AIM →
Produce an exact copy of the lines from the line containing "Task: Where can the hiking" through the last line of the entries below, and only those lines.

MATERIAL SUPPLIED →
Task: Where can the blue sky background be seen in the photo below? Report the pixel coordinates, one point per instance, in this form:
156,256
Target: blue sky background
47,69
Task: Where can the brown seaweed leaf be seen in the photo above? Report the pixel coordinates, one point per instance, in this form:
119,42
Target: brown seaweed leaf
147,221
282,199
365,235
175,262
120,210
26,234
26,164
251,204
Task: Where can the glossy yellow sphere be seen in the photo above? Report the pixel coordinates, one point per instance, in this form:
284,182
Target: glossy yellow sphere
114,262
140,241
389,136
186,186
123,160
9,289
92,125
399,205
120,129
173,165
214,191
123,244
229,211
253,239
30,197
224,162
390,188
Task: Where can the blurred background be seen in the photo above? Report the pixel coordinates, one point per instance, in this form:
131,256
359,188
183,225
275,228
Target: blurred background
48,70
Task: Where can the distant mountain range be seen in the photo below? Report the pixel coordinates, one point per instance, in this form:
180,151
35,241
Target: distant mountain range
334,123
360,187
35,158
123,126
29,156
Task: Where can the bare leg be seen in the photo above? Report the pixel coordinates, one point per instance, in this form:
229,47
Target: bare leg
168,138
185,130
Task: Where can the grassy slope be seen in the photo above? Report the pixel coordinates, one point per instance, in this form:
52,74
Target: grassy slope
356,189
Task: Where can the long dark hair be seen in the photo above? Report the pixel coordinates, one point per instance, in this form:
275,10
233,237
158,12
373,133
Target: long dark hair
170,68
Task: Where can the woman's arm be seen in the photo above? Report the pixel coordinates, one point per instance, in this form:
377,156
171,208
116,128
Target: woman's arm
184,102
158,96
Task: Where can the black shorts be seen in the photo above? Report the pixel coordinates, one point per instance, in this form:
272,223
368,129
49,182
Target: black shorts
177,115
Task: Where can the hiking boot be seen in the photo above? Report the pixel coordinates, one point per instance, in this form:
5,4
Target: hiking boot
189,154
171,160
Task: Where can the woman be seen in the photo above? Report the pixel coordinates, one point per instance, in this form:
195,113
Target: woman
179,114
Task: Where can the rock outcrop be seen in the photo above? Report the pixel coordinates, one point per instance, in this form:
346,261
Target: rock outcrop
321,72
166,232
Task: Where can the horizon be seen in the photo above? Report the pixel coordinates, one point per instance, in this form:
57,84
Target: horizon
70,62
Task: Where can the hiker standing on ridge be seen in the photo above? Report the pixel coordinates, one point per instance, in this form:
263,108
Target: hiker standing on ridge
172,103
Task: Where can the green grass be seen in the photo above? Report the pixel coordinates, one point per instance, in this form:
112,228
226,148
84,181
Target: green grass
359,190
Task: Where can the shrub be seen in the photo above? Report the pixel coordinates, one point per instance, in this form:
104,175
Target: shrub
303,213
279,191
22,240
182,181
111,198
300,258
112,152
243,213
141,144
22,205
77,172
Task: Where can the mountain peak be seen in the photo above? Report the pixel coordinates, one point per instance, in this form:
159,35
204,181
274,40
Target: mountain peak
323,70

ANSWER TO THE PROBLEM →
Task: Where can the hiking boot be seen in the photo above? Report the pixel coordinates, one point per instance, in this form:
5,4
Target: hiking boot
189,154
171,160
Task: Where can the woman be seen in the photo above? Report the pixel coordinates, one point per instance, in this form:
195,113
Target: woman
179,114
Task: Where can the rock outcrop be seen in the photo above? Report the pixel coordinates, one point per instance, in this form:
346,261
Target: rock outcrop
321,72
166,232
Task: Where can the horizon be seen in the photo above? Report the pixel coordinates, one point per instance, in this form:
57,84
Target: horizon
70,62
Task: Where can the hiker standing on ridge be seen in the photo above? Report the pixel coordinates, one point per instance, in this form:
263,108
Target: hiker standing on ridge
172,103
Task: Where can the green grass be seen in the photo above? Report the pixel coordinates, one point per instance, in this form:
112,228
226,148
84,181
Target: green grass
359,190
Task: Where can the shrub be seen in the photo above? Report the pixel coordinates, one point per instance, in this form:
104,175
Target: shrub
303,213
279,191
22,240
182,181
111,198
300,258
112,152
243,213
141,144
22,205
77,172
Task: Where can the mountain peak be seen in the photo above? Report the pixel coordinates, one point per instance, in this form:
159,35
204,181
274,40
Target: mountain peak
323,70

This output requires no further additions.